#### Entries provided ####

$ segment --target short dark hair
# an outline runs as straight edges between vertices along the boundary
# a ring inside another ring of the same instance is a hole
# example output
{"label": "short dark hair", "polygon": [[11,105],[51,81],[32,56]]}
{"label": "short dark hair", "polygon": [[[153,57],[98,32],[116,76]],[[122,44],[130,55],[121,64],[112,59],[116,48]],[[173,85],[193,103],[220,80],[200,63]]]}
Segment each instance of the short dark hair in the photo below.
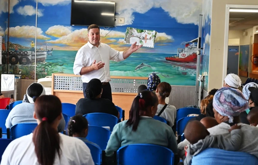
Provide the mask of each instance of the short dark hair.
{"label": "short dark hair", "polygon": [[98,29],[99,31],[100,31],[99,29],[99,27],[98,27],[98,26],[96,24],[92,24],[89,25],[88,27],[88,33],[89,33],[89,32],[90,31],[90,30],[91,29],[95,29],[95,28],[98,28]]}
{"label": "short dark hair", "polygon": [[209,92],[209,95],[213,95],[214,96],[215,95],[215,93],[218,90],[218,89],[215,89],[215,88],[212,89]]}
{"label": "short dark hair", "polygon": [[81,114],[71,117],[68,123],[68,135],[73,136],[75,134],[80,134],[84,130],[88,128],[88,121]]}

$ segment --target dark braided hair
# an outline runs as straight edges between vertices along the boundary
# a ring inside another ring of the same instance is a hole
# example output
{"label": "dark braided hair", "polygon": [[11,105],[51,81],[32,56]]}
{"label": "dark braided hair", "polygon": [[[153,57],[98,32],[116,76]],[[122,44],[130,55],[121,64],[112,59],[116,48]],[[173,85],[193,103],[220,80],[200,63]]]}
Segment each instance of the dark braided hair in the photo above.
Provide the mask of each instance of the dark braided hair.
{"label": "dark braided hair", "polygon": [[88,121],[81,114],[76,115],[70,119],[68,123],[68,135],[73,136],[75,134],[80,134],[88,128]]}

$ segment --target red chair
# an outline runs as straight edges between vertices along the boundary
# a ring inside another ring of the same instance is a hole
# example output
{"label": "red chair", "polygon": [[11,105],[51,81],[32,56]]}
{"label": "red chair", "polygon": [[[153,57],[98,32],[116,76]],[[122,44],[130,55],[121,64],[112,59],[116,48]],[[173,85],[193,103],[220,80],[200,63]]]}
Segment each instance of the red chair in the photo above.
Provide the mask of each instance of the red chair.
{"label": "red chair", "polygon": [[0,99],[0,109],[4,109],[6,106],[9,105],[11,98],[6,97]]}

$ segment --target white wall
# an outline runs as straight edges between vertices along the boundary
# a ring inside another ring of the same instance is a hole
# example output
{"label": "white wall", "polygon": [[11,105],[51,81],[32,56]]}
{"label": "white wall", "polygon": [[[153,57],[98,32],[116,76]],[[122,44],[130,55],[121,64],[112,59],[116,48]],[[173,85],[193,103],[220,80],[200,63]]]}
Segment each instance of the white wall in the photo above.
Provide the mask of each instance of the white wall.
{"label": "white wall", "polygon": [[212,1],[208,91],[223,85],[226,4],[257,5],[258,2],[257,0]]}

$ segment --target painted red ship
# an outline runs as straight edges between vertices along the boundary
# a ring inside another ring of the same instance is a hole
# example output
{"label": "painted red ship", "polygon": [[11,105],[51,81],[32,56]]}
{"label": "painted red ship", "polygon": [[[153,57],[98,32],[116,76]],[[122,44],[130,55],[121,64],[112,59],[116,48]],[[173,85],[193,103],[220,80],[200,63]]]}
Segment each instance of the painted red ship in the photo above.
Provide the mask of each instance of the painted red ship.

####

Rewrite the material above as a numbered list, starting at its first line and ending at the line containing "Provide the mask of each instance of the short", with both ends included. Omit blank lines and leave out the pictures.

1. $ segment --target short dark hair
2. # an outline runs as straight edges between vertices along the boundary
3. # a ring inside another ring of the same instance is a hole
4. # example output
5. {"label": "short dark hair", "polygon": [[11,105],[51,81],[32,56]]}
6. {"label": "short dark hair", "polygon": [[[153,57],[98,32],[116,76]],[[122,44],[130,55],[121,64],[112,59],[116,48]],[[173,85],[193,103],[220,80],[200,63]]]}
7. Segment each instance of the short dark hair in the photo below.
8. Provide the mask of each instance of the short dark hair.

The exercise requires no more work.